#### Given task
Write the next part of the passage on building an ideal-customer avatar for Amazon sellers, starting after its final sentence.

#### Extract provided
--------------------------------

Getting into the “skin” of your ideal buyer will help you understand their pain points and identify why your product is the best solution for their problem.

The questions below will help you describe your ideal customer in detail. The objective is to have your potential buyer feel confident your product is the right choice for them. 

Creating An Avatar

The best place to start is by creating what’s called an avatar for your ideal customer. An avatar is a fictional person who has the ideal characteristics you want in a potential customer. It’s best to focus on one person or avatar and speak directly to them in all of your communication. There will be others who resonate with your message. They may not be your ideal customer, but that’s great – it just means more sales. You will most likely pick up extras along the way. 

When you speak directly to “someone,” you begin to foster a relationship and make it feel personal. Selling is all about relationships. We probably all compete with Chinese sellers in our category, but this is where we have an advantage.

We can develop a sense of relationship much easier than someone who is in another country and whose first language isn’t English. Creating relationships and eliciting emotion is the key to our success as Amazon sellers

The following template will help you create an avatar for your ideal customer. Answer as many of these questions as you can and be specific. Add any other questions you think are pertinent to your product.

--------------------------------

#### Provided data
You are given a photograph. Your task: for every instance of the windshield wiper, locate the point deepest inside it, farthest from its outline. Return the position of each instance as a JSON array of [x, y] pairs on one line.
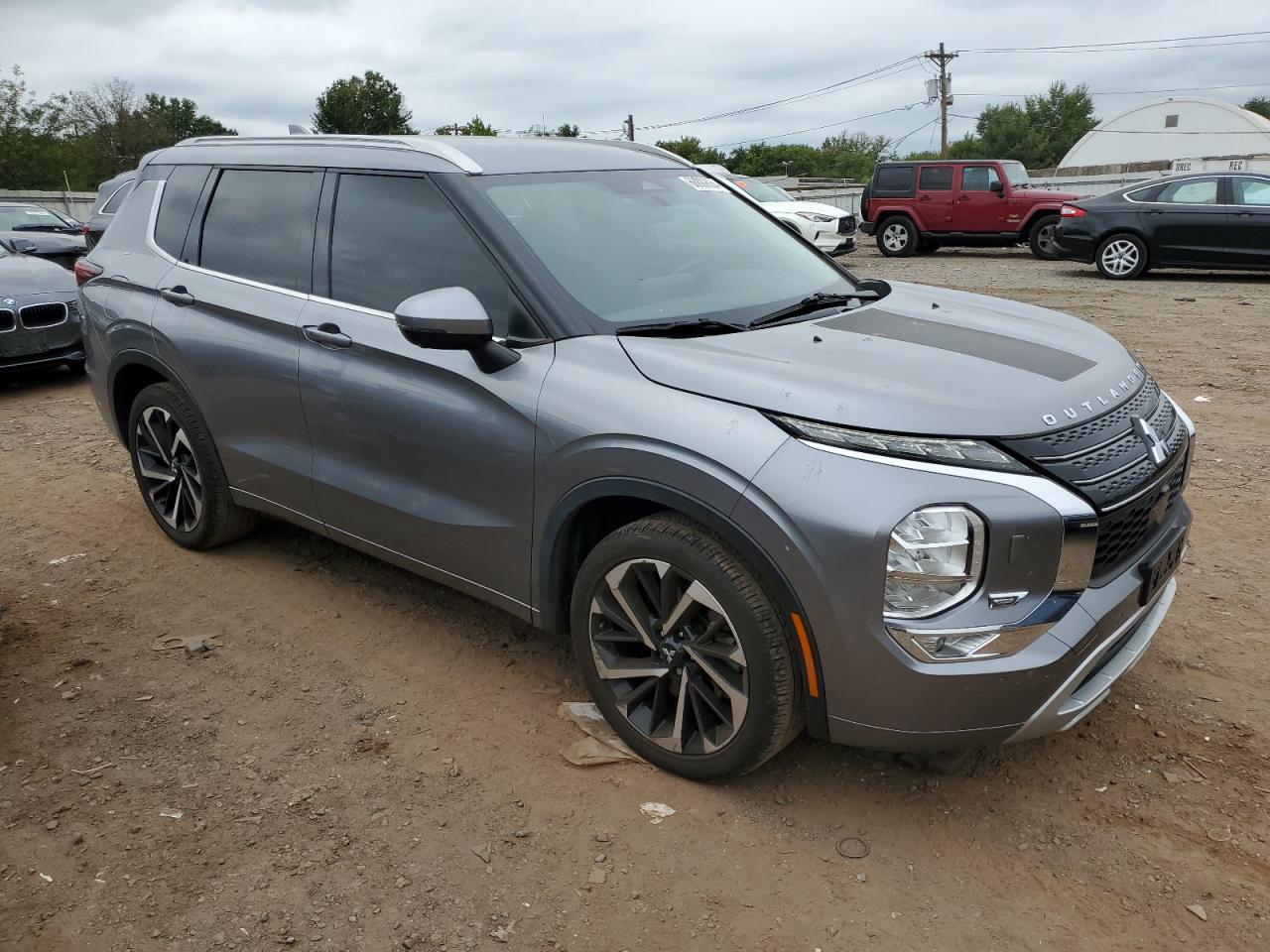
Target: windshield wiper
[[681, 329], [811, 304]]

--------------------------------

#### Exercise answer
Avatar Creation Questions

  • Visualize your ideal buyer in detail
    • How much are they like you? 
    • Male, female or sexual orientation? 
    • How old are they?
    • What are they like?
    • What is their family, lifestyle, work, and social situation? 
    • Where do they live? (Describe their environment.)
    • Give them a name, face, and description – describe what they are like in detail.
  • What problem are they trying to solve?
  • What do they want? (pleasure, improvement, confidence, time savings, simplify, convenience, etc.)
  • Do they want to feel younger, less stressed, happy, beautiful, etc.?
  • What are they passionate about? 
  • What do they crave?
  • What are their biggest fears when it comes to making a purchase? 
  • What are their frustrations with other products they may have purchased?
  • What can you and your product do for them?
  • How will their lives be different after purchasing your product?
  • Imagine seeing them opening the package and using your product. What is that like?

Research Time 

Now pretend you are this person.

Go to Amazon and search for what you want to help you solve this problem. Review some of your competitors, look at their images, read their text, look at their A+ content, brand story, and brand storefront. Most importantly, read the reviews. There is a treasure chest of valuable information in customer reviews. The listings of top sellers may be good to study, but also look at the lower-tiered sellers, too. Search reviews by most recent and look at all the star ratings, not just the 5-star and not just 3 stars or less. 

Looking for a way to easily browse and sort Amazon reviews for your research? The free Helium 10 Chrome Extension offers a feature called Review Insights that was built for this exact purpose, with sellers in mind.

What To Look For In Product Reviews

Make a list of the positive comments that come up frequently. Jot down the negative comments or things that people wish were different or improved. This will be great information to use in your listing. I like to keep a list with tally marks to see how often the same things are mentioned in the reviews.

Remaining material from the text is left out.